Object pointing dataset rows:
(begin)

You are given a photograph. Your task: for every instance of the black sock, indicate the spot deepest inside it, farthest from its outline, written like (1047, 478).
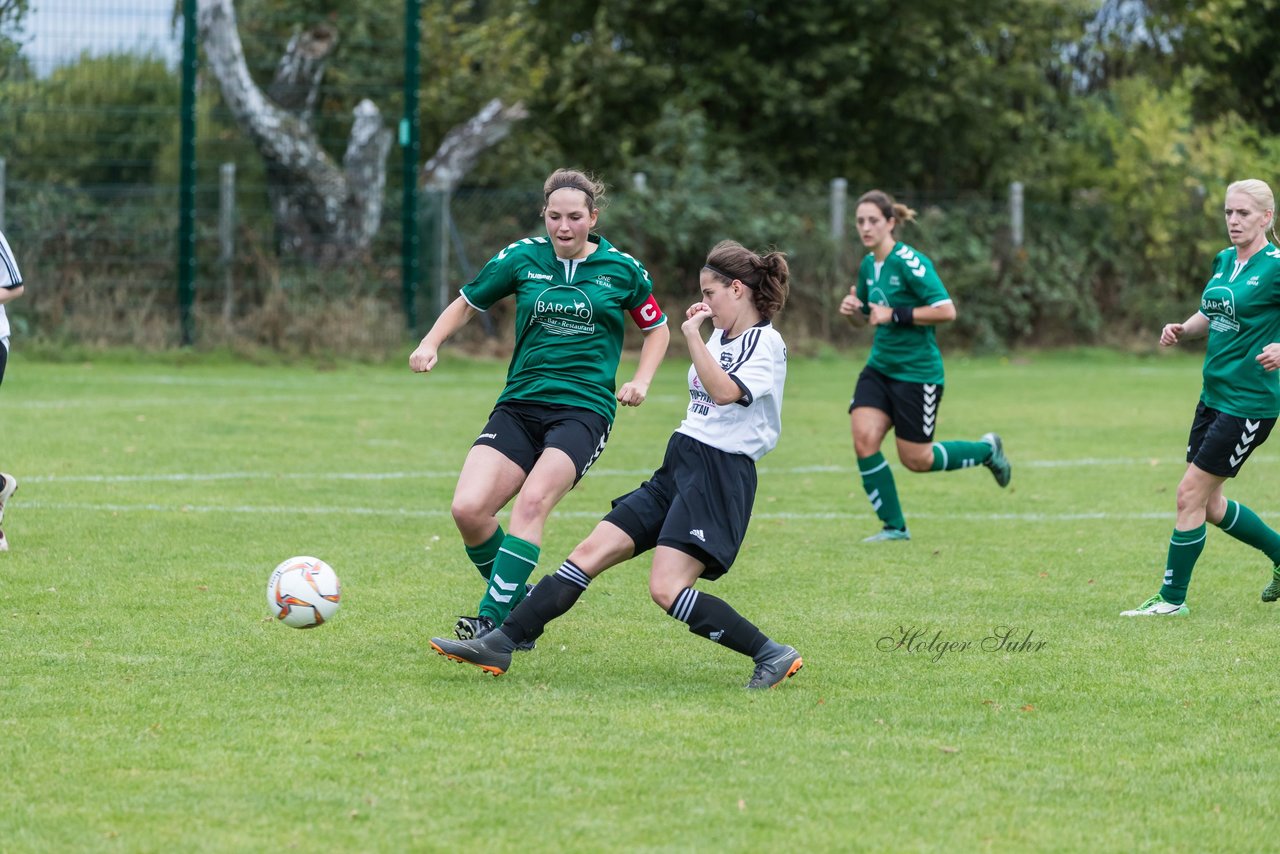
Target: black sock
(716, 620)
(552, 597)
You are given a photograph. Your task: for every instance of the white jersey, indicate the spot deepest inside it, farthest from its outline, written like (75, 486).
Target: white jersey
(757, 360)
(9, 278)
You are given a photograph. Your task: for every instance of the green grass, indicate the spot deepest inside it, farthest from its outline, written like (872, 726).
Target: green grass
(149, 703)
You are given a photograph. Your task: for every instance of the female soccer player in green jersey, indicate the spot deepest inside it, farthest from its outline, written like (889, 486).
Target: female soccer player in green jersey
(694, 511)
(572, 291)
(1240, 397)
(900, 388)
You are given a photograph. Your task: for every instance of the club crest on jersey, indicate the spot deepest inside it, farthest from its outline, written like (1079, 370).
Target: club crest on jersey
(1219, 306)
(563, 311)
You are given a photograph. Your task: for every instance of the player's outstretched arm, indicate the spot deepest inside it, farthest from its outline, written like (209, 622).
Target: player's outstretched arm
(1193, 327)
(716, 382)
(452, 319)
(1270, 356)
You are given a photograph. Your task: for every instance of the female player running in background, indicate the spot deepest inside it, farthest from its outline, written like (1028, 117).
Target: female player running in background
(1240, 397)
(900, 388)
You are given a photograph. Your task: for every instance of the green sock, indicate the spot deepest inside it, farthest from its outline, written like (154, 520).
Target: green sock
(1244, 525)
(481, 556)
(949, 456)
(511, 569)
(878, 483)
(1184, 548)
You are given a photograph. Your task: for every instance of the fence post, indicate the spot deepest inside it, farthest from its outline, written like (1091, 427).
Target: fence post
(187, 186)
(442, 250)
(408, 140)
(227, 236)
(1015, 214)
(839, 204)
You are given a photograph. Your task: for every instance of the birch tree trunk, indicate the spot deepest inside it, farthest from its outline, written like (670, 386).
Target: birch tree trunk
(324, 211)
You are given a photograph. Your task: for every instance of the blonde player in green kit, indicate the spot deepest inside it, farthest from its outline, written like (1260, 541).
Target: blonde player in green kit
(574, 291)
(900, 388)
(1240, 313)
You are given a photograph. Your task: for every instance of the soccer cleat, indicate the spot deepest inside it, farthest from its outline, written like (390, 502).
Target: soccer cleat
(1270, 594)
(775, 670)
(472, 628)
(1157, 607)
(888, 534)
(485, 653)
(999, 464)
(10, 485)
(476, 628)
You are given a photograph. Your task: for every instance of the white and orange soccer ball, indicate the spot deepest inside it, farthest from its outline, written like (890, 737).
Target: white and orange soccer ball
(304, 592)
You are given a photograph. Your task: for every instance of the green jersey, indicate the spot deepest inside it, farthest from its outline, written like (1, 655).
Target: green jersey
(906, 279)
(568, 319)
(1242, 302)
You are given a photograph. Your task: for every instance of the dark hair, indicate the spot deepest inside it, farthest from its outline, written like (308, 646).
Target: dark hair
(888, 208)
(575, 179)
(768, 275)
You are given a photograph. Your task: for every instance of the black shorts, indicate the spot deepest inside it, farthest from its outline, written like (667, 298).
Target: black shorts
(1219, 442)
(522, 430)
(912, 406)
(698, 502)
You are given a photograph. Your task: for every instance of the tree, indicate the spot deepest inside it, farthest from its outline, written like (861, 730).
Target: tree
(865, 88)
(12, 13)
(323, 211)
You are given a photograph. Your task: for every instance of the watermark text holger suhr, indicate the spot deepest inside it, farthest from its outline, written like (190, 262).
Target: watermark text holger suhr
(932, 643)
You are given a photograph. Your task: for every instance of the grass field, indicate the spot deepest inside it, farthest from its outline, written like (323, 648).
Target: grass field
(147, 702)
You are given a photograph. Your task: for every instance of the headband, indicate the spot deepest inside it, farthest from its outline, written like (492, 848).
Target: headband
(727, 275)
(590, 199)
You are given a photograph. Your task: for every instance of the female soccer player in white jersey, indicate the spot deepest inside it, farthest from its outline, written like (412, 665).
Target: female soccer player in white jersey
(10, 288)
(572, 292)
(1240, 397)
(900, 388)
(693, 512)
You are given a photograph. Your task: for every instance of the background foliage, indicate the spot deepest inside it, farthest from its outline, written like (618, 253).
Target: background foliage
(1123, 119)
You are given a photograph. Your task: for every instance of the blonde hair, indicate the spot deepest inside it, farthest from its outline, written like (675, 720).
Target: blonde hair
(1261, 195)
(575, 179)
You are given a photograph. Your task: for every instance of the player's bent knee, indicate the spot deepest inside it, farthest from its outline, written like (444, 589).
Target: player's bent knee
(662, 594)
(918, 462)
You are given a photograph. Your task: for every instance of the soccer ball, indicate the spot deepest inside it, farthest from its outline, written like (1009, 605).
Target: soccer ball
(304, 592)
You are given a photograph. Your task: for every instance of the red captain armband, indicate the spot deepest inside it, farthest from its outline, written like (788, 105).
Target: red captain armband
(647, 314)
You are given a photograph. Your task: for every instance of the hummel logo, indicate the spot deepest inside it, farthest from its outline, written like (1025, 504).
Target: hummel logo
(499, 597)
(1242, 447)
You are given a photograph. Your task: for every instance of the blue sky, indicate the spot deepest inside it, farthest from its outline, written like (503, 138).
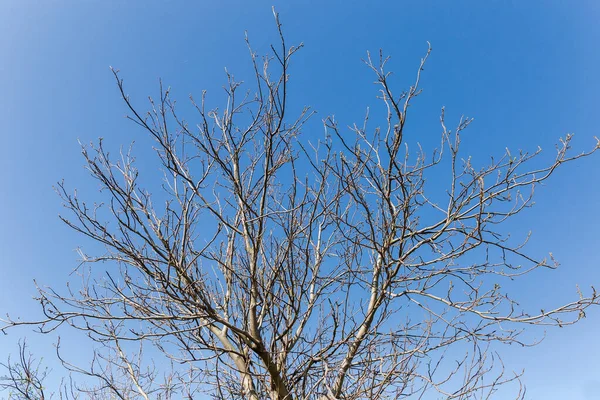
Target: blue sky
(526, 71)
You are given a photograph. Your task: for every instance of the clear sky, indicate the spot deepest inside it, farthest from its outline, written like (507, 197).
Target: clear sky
(527, 71)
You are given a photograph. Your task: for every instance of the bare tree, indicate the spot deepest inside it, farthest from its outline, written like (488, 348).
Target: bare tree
(275, 268)
(24, 378)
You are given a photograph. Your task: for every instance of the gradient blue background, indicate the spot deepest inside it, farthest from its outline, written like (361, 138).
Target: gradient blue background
(527, 71)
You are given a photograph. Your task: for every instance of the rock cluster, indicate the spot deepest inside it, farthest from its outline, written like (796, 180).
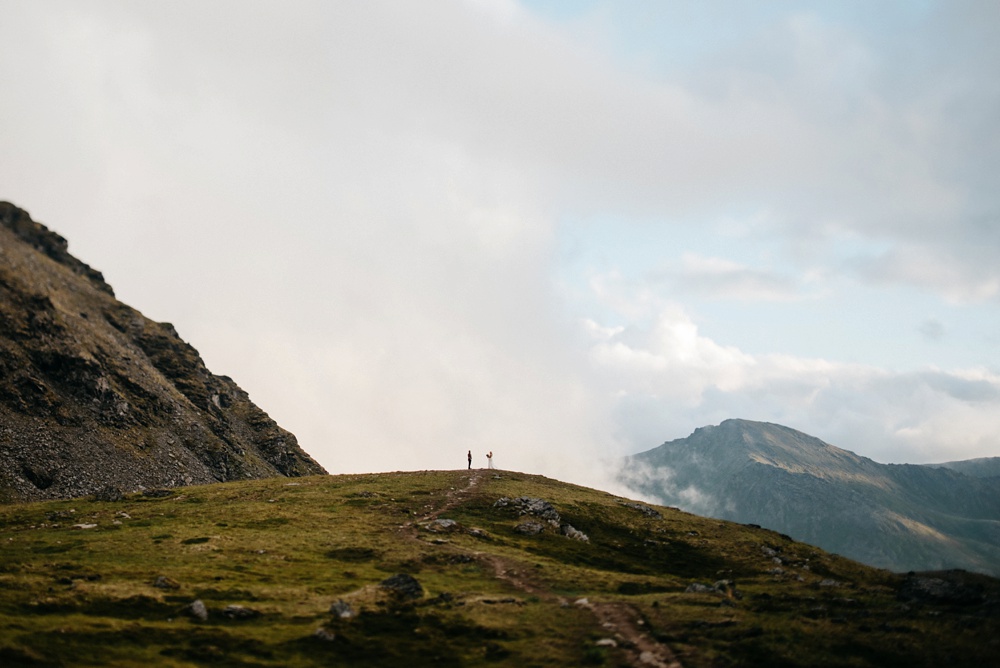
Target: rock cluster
(543, 510)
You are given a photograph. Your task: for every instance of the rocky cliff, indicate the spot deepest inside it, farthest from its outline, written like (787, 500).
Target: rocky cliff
(901, 517)
(97, 398)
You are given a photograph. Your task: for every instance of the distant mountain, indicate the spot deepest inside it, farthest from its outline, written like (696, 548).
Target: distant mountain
(984, 467)
(900, 517)
(95, 397)
(455, 568)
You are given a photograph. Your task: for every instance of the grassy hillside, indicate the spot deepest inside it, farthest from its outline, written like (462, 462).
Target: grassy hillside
(85, 582)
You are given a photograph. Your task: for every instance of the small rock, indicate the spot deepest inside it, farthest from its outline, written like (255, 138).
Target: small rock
(442, 525)
(649, 659)
(163, 582)
(403, 586)
(699, 588)
(644, 509)
(570, 532)
(240, 612)
(342, 609)
(529, 528)
(109, 494)
(197, 610)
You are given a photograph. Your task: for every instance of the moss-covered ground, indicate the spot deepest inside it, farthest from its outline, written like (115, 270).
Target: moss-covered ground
(97, 583)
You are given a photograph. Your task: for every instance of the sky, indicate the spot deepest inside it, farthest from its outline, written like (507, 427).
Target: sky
(560, 231)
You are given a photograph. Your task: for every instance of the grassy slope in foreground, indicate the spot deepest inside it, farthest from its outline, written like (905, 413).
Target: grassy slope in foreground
(289, 549)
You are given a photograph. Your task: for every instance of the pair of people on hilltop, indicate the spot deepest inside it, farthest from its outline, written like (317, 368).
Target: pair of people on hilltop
(489, 459)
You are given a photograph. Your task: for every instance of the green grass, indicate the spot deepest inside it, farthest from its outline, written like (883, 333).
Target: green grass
(290, 548)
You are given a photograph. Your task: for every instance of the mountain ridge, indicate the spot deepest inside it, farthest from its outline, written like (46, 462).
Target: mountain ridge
(97, 398)
(897, 516)
(455, 568)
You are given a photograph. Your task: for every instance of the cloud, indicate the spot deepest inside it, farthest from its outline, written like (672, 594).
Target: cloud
(932, 329)
(670, 379)
(718, 278)
(355, 210)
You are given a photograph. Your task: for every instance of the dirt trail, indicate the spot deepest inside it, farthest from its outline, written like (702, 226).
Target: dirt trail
(632, 636)
(622, 621)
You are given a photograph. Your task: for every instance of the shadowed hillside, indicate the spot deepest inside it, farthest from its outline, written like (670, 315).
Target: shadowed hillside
(94, 397)
(454, 568)
(901, 517)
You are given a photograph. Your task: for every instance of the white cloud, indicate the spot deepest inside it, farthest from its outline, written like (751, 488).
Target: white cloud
(354, 209)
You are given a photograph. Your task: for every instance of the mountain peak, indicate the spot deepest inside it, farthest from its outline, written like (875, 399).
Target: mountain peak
(903, 517)
(95, 395)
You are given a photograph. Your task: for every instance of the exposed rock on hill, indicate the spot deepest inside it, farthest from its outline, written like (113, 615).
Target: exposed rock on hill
(984, 467)
(901, 517)
(94, 396)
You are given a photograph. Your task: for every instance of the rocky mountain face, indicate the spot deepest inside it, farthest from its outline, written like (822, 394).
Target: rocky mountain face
(900, 517)
(97, 398)
(984, 467)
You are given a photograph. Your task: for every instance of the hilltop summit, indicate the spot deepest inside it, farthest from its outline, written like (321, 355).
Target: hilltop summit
(95, 397)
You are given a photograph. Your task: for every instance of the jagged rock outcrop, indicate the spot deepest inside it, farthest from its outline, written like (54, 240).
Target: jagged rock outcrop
(901, 517)
(95, 396)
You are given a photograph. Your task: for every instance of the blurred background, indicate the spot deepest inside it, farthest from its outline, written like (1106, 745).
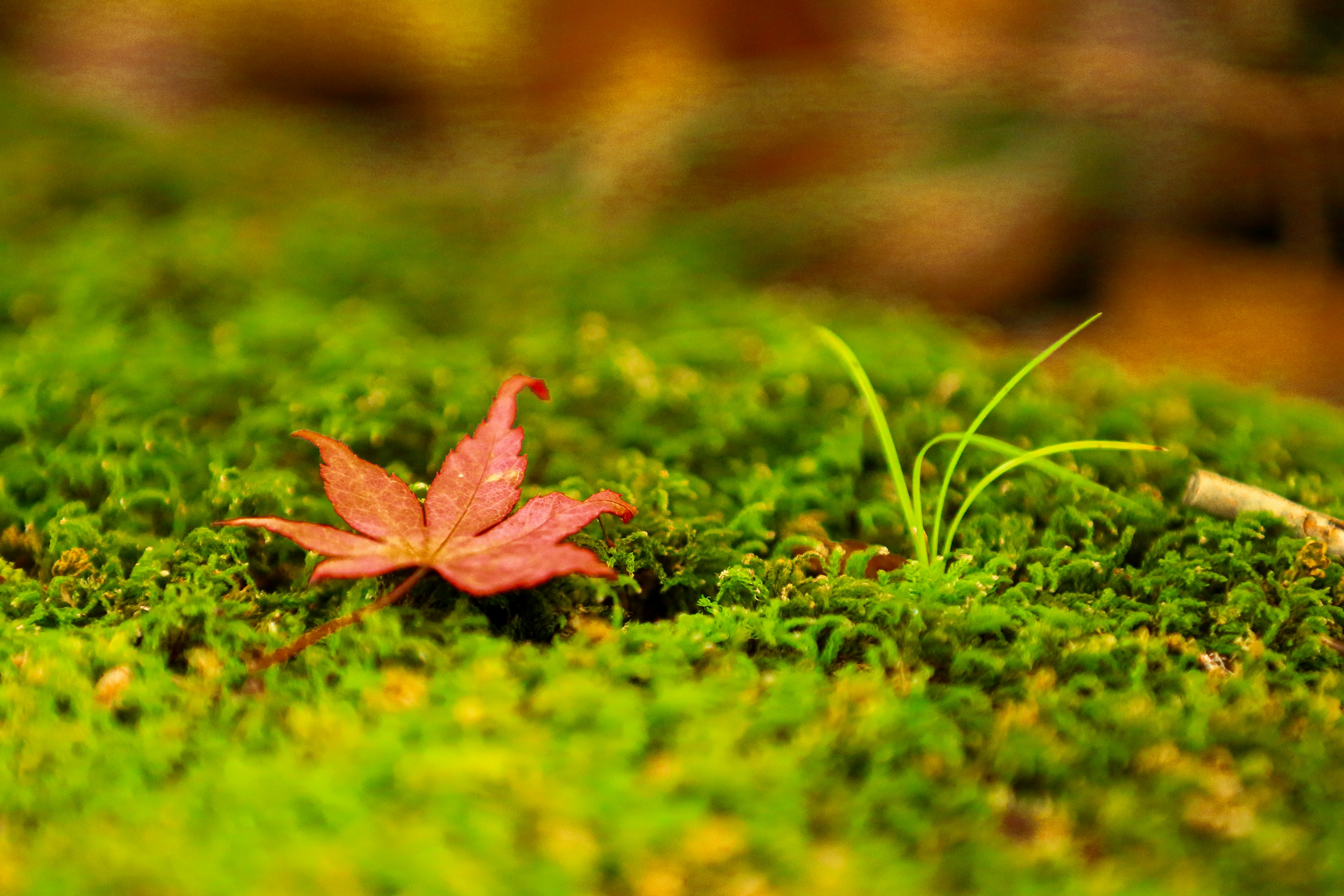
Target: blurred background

(end)

Given task -
Using the listing above, copy exactly the lines from the one that contains "like (822, 394)." through its last line, both included, but not the pictures.

In response -
You are given a photograph. Your task: for every instance of the rocky mountain face, indicate the spot deepest inside it, farthest from its outline, written like (822, 394).
Target: rocky mountain face
(900, 517)
(97, 398)
(984, 467)
You are given a photograph. Your task: for every instance of the hilltop summit, indicate the spot deepest inside it, farthest from its outline, written like (321, 355).
Target: hilltop summit
(95, 397)
You are given a photograph. Your task: for every instance of the jagged rock outcrop, indicate the spot deepest inside it, farthest from its outline, written like (54, 240).
Target: jagged rock outcrop
(901, 517)
(95, 396)
You are given a photograph. Your task: for every instance of the blurred background, indicate the spot deepest inside it, farthest from its outline, written like (1106, 745).
Target: blurred background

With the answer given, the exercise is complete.